Objectives »
1. In the text on why people resist being told what to do, what fundamental psychological need is linked to lower depression and anxiety?
2. In the text on why people resist being told what to do, swap "anger" for "frustration" and write out the passage from "Even if the" to "anger and resistance.".

2. Feeling Powerless

Feeling like a kid often means feeling powerless when you're told what to do. When someone tells you to do something, it feels like they are deciding your actions for you. Taking orders from another person can feel like giving up control and being in a weaker position. Resisting their ask could be a way to take back control, even if it's not the smartest move (like ignoring health tips).


3. Craving Autonomy

Autonomy is a fundamental psychological need linked to many positive outcomes, such as lower depression and anxiety. We all need to control our own actions, so we rebel against feeling controlled. You can see this need throughout human development, from a toddler’s insistence on doing things themselves to teenagers' growing need for independence and adults protesting against efforts to control their choices. Being told what to do can feel like an attack on our very nature.


4. Valuing Individualism

Western societies like the U.S. emphasize individualism. We prefer making our own choices and being unique instead of blending in like everyone else. Simply obeying orders can make you feel like you're losing a piece of who you are.


5. Perceiving Criticism

When someone tells you to change your behavior, they’re implicitly saying your current behavior isn’t good enough. We all want to believe what we’re doing is right, so this suggestion can feel like criticism.


6. Fear of a Slippery Slope

Even if the initial request doesn’t bother us, we might worry it will lead to more demands and loss of control—“Give them an inch, they’ll take a mile.” This fear can lead to anger and resistance.


3 Steps for Responding Effectively to Demands


There are more and less effective ways to respond when you’re told what to do. With awareness and intention, you can avoid non-optimal reactions that undermine your interests. These three principles can help you choose a better response:


1. Be Aware of Your Reactions

Notice the thoughts and feelings that arise when someone tells you to do something, as well as any physical or emotional reactions. Taking a moment to assess how you're feeling can help you better adapt your reactions.

Raw records »
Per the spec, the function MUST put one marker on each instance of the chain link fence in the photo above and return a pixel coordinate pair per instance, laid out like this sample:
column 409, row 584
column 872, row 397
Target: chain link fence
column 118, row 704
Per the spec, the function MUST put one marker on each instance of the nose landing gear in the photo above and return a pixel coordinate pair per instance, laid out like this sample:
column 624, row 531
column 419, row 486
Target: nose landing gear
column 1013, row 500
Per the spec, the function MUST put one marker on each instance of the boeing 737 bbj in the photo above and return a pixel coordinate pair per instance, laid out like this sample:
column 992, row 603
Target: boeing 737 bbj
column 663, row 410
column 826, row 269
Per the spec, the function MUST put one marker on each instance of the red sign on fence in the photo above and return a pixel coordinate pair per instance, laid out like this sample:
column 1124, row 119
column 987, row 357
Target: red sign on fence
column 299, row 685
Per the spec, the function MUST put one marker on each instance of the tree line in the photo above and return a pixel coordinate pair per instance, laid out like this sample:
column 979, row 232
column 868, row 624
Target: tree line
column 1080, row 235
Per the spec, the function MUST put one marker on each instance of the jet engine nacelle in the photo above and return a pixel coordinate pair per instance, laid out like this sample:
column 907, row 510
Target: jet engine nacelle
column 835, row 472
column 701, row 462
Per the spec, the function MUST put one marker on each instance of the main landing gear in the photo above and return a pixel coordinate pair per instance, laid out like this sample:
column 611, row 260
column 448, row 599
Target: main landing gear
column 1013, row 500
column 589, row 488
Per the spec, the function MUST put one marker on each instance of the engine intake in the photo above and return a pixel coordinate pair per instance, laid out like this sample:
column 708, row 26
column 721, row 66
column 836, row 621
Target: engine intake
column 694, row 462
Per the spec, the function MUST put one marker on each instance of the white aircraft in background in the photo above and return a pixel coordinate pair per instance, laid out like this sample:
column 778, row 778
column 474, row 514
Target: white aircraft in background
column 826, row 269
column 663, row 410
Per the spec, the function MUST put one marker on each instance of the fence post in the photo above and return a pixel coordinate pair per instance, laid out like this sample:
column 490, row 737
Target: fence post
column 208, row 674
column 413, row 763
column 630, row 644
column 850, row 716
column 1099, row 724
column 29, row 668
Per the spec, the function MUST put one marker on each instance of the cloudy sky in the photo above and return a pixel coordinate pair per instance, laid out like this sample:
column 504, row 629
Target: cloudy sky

The results »
1. Autonomy

2.
Even if the initial request doesn’t bother us, we might worry it will lead to more demands and loss of control—“Give them an inch, they’ll take a mile.” This fear can lead to frustration and resistance.